Show each line from the records below in which the word "parrot" occurs.
MATERIAL SHOWN START
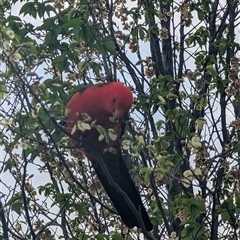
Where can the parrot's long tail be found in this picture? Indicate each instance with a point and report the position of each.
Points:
(120, 174)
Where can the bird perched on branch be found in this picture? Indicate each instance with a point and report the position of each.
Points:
(95, 118)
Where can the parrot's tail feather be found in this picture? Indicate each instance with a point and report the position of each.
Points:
(126, 184)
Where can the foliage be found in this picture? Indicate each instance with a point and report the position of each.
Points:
(181, 60)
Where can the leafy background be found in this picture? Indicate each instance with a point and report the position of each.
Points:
(181, 60)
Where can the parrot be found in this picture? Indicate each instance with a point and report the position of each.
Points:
(106, 104)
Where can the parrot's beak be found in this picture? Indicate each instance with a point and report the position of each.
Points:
(118, 114)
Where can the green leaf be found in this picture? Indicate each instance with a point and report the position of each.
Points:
(73, 23)
(211, 70)
(117, 237)
(59, 59)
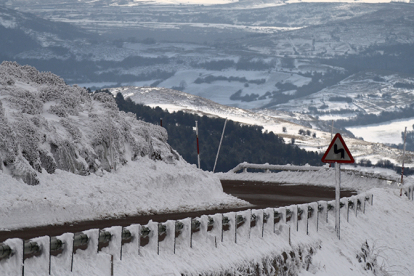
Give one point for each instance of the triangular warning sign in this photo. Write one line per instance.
(338, 152)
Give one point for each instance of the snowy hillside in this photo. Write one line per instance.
(84, 155)
(284, 124)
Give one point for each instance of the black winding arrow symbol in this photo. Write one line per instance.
(342, 151)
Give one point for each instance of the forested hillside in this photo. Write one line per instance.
(241, 143)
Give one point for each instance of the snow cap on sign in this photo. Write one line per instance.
(338, 152)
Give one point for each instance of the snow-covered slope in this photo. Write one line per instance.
(66, 142)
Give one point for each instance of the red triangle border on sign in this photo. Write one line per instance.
(345, 147)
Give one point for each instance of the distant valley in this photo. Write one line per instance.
(329, 61)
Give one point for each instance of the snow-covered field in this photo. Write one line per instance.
(271, 120)
(389, 132)
(138, 188)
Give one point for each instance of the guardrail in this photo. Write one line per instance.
(267, 167)
(69, 252)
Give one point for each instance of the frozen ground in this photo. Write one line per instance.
(375, 242)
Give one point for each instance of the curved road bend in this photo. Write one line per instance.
(261, 195)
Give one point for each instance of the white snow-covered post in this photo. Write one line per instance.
(198, 146)
(13, 263)
(61, 263)
(130, 249)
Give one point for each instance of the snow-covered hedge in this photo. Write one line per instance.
(47, 125)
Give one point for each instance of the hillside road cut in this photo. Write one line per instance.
(261, 195)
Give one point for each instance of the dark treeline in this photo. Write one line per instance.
(241, 143)
(244, 63)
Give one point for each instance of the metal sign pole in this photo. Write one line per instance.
(337, 198)
(198, 147)
(221, 140)
(402, 167)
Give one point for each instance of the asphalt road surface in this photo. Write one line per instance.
(261, 195)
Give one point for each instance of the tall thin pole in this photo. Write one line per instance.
(337, 199)
(402, 167)
(221, 140)
(198, 146)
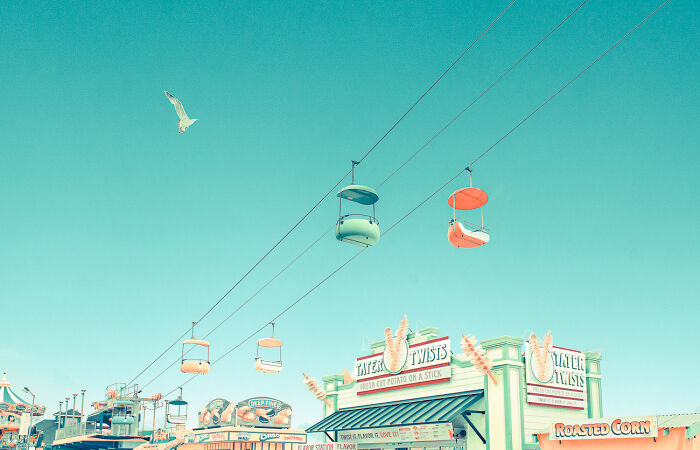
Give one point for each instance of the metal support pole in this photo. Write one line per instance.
(82, 405)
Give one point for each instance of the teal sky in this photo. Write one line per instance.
(117, 232)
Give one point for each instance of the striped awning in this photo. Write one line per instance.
(417, 411)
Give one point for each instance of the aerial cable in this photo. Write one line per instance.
(432, 194)
(522, 58)
(436, 81)
(246, 302)
(330, 191)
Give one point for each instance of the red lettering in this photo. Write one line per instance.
(559, 429)
(616, 426)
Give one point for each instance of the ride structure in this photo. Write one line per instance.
(269, 365)
(358, 229)
(461, 233)
(12, 406)
(173, 418)
(195, 365)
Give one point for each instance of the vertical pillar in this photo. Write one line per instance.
(331, 384)
(504, 408)
(593, 387)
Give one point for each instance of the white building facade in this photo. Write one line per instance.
(435, 399)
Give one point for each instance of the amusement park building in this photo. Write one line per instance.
(12, 408)
(438, 400)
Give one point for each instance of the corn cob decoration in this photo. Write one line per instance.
(477, 355)
(347, 378)
(393, 344)
(540, 356)
(312, 384)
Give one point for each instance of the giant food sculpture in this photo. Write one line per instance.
(477, 355)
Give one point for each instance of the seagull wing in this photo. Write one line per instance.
(178, 106)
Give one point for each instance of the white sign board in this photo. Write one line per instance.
(605, 428)
(328, 446)
(422, 363)
(407, 433)
(24, 424)
(560, 381)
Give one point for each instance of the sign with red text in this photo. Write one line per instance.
(424, 363)
(560, 382)
(407, 433)
(328, 446)
(605, 428)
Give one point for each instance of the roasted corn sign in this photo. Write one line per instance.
(607, 428)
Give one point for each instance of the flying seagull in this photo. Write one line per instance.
(184, 121)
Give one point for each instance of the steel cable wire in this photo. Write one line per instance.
(433, 193)
(327, 193)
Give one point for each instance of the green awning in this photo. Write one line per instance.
(417, 411)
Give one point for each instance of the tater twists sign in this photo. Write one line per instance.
(422, 363)
(606, 428)
(555, 376)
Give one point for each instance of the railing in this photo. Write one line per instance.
(78, 429)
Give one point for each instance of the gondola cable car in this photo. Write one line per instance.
(267, 365)
(195, 365)
(463, 234)
(358, 229)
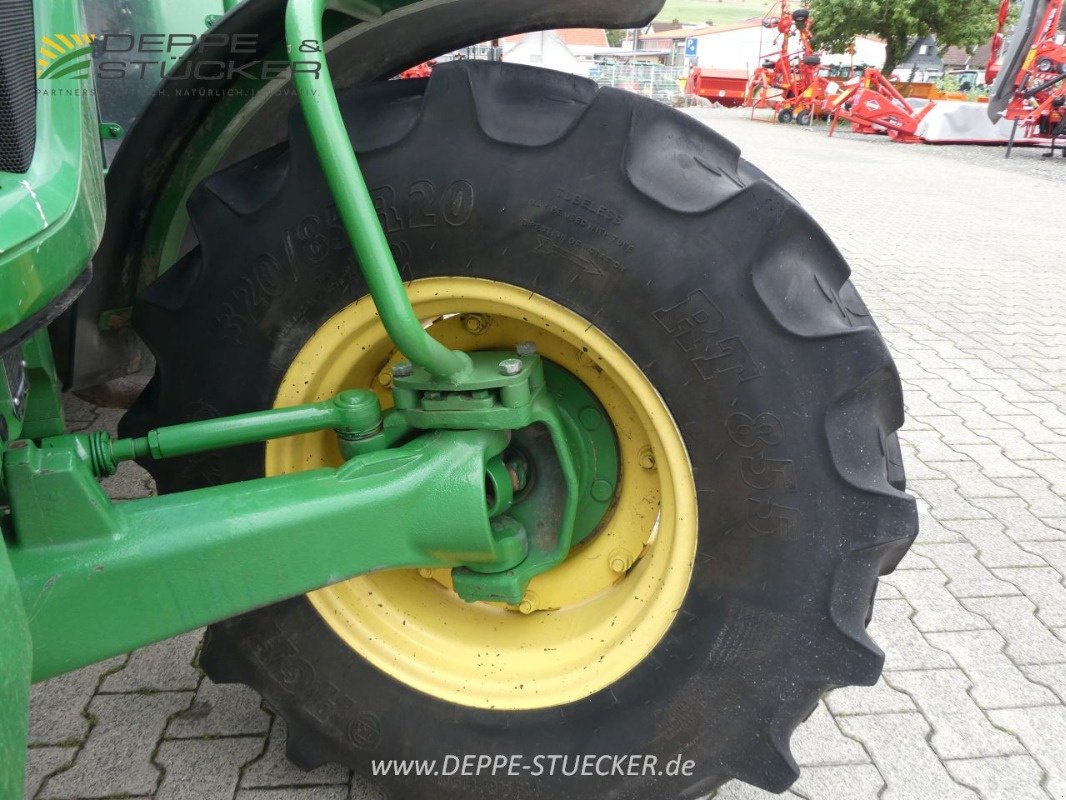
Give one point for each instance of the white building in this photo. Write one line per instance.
(746, 45)
(571, 50)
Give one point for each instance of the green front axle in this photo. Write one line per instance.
(487, 465)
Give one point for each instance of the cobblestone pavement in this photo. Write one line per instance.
(948, 252)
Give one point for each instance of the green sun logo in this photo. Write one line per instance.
(65, 54)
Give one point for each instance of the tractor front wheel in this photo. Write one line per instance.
(752, 398)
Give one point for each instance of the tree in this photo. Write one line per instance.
(899, 22)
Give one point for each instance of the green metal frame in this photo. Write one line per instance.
(517, 474)
(53, 213)
(318, 99)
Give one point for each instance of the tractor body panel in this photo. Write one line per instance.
(52, 207)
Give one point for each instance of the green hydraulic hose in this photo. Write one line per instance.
(319, 102)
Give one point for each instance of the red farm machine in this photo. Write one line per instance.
(1030, 78)
(790, 80)
(1030, 92)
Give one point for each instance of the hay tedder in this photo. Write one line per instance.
(1028, 102)
(1030, 79)
(494, 415)
(789, 81)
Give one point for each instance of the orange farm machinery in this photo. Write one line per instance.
(1030, 77)
(790, 80)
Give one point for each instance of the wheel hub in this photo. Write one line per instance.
(582, 624)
MATERIAL SHOWN END
◆ RESULT OF THIS EXERCISE ◆
Where can the parrot's long tail be found in this picture? Indicate each instance with a point and report the position of each.
Where can the parrot's tail feather be found in this picture? Indicate each instance with a point and report the position of each.
Where can the parrot be found in this picture? Indicate each instance with a point and report the position of each.
Where can the parrot's beak be found in this picture? Indicate each instance with a point and report the position of each.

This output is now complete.